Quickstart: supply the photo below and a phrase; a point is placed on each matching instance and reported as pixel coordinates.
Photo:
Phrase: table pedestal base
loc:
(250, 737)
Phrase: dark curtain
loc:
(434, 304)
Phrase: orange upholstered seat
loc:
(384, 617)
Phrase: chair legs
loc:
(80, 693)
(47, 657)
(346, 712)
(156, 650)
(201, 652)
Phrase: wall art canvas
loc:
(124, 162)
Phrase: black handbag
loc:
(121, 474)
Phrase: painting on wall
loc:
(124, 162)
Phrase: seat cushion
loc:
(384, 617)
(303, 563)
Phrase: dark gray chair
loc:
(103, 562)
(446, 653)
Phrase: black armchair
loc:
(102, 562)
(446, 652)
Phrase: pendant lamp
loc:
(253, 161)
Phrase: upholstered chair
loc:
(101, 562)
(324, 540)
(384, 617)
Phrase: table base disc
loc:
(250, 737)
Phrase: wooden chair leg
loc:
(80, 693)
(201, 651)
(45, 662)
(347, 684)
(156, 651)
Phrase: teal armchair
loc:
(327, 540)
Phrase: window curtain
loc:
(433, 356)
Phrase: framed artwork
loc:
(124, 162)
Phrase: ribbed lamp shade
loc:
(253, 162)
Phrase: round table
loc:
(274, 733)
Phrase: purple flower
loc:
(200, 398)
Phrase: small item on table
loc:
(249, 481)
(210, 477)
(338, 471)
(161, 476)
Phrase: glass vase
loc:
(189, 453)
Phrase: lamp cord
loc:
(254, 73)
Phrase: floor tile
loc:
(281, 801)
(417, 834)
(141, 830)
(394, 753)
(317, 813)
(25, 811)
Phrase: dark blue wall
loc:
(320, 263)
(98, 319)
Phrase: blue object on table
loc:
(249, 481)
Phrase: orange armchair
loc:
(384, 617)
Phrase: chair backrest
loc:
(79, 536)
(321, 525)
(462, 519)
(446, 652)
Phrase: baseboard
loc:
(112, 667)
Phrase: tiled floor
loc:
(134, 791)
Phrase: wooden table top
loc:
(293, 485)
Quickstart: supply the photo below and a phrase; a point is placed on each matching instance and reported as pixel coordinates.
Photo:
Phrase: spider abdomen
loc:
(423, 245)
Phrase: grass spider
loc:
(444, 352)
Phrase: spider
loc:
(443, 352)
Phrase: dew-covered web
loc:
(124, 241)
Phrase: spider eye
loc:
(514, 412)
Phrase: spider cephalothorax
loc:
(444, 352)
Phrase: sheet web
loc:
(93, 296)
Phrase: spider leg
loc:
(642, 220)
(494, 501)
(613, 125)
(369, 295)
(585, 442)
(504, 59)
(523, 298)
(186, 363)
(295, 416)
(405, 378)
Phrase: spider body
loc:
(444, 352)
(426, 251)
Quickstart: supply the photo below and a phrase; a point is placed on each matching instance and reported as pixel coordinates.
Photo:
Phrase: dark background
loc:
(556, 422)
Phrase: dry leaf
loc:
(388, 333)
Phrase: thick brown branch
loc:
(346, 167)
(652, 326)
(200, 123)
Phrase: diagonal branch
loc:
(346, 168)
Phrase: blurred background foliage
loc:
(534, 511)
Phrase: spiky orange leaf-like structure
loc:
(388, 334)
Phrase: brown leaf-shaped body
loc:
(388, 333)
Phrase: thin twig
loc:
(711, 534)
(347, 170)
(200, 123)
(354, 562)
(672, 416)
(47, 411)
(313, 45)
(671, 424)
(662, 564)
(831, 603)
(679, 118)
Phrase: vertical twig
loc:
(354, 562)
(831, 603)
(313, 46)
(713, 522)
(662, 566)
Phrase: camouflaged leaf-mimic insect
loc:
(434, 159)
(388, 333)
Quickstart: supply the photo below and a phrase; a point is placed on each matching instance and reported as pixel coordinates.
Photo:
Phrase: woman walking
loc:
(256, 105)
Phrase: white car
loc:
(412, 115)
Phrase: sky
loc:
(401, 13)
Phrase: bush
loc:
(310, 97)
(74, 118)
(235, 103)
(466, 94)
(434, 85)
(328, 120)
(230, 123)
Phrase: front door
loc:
= = = =
TRAVAIL DEMANDÉ — Réécris toutes les lignes ci-dessus en remplaçant "Quickstart" par "Getting started", sans rien modifier d'autre.

RÉPONSE PROPOSÉE —
Getting started: supply the photo below and a phrase; a point is placed on each matching instance and reported as pixel coordinates.
Photo:
Phrase: table pedestal base
loc:
(250, 737)
Phrase: dark curtain
loc:
(434, 304)
Phrase: orange upholstered seat
loc:
(384, 617)
Phrase: chair legs
loc:
(80, 693)
(47, 657)
(346, 712)
(156, 650)
(201, 652)
Phrase: wall art canvas
loc:
(124, 162)
Phrase: black handbag
loc:
(121, 474)
Phrase: painting on wall
loc:
(124, 162)
Phrase: seat cushion
loc:
(384, 617)
(303, 563)
Phrase: dark gray chair
loc:
(103, 562)
(446, 653)
Phrase: black armchair
loc:
(102, 562)
(446, 652)
Phrase: pendant lamp
loc:
(253, 161)
Phrase: upholstered chair
loc:
(101, 562)
(324, 540)
(384, 617)
Phrase: table base disc
loc:
(250, 737)
Phrase: wooden chair leg
loc:
(80, 693)
(201, 651)
(45, 662)
(347, 684)
(156, 651)
Phrase: teal armchair
loc:
(327, 540)
Phrase: window curtain
loc:
(433, 356)
Phrase: framed artwork
loc:
(124, 162)
Phrase: ribbed lamp shade
loc:
(253, 162)
Phrase: round table
loc:
(274, 733)
Phrase: purple flower
loc:
(200, 398)
Phrase: small item on table
loc:
(249, 481)
(210, 477)
(338, 471)
(161, 476)
Phrase: glass vase
loc:
(189, 453)
Phrase: lamp cord
loc:
(254, 73)
Phrase: floor tile
loc:
(281, 801)
(417, 834)
(141, 830)
(394, 753)
(317, 813)
(25, 811)
Phrase: dark blue wall
loc:
(320, 263)
(98, 319)
Phrase: blue object on table
loc:
(249, 481)
Phrase: orange armchair
loc:
(384, 617)
Phrase: chair backrest
loc:
(79, 536)
(321, 525)
(462, 519)
(446, 652)
Phrase: baseboard
loc:
(112, 667)
Phrase: tiled floor
loc:
(134, 791)
Phrase: wooden table top
loc:
(293, 485)
Getting started: supply the photo below and a phrase; a point is placed on each matching instance and reported as pixel coordinates.
Photo:
Phrase: spider abdomen
loc:
(423, 245)
Phrase: grass spider
loc:
(444, 352)
Phrase: spider
loc:
(443, 352)
Phrase: dew-covered web
loc:
(124, 241)
Phrase: spider eye
loc:
(514, 412)
Phrase: spider cephalothorax
loc:
(444, 352)
Phrase: sheet web
loc:
(93, 296)
Phrase: spider leg
loc:
(642, 220)
(494, 501)
(613, 125)
(369, 295)
(585, 442)
(504, 59)
(523, 298)
(186, 363)
(295, 416)
(405, 378)
Phrase: spider body
loc:
(444, 352)
(426, 251)
Getting started: supply the photo below and a phrase; a point is placed on each matching instance and reported as pixel coordinates.
Photo:
Phrase: dark background
loc:
(556, 422)
Phrase: dry leaf
loc:
(388, 333)
Phrase: thick brown branch
loc:
(346, 167)
(652, 326)
(200, 123)
Phrase: diagonal branch
loc:
(346, 168)
Phrase: blurred background foliage
loc:
(534, 511)
Phrase: spiky orange leaf-like structure
loc:
(388, 334)
Phrase: brown leaf-shaped body
loc:
(388, 333)
Phrase: thin twig
loc:
(711, 534)
(347, 170)
(200, 123)
(354, 562)
(672, 416)
(47, 411)
(313, 45)
(671, 424)
(662, 564)
(831, 603)
(679, 118)
Phrase: vertical twig
loc:
(354, 562)
(831, 603)
(313, 46)
(713, 522)
(662, 566)
Phrase: camouflaged leaf-mimic insect
loc:
(434, 159)
(388, 333)
Getting started: supply the photo below and a phrase; a point is placed on each matching instance and reported as pixel coordinates.
Photo:
Phrase: woman walking
loc:
(256, 105)
Phrase: white car
loc:
(412, 115)
Phrase: sky
loc:
(401, 13)
Phrase: bush
loc:
(310, 97)
(74, 118)
(235, 103)
(466, 94)
(434, 85)
(328, 120)
(230, 123)
Phrase: front door
loc:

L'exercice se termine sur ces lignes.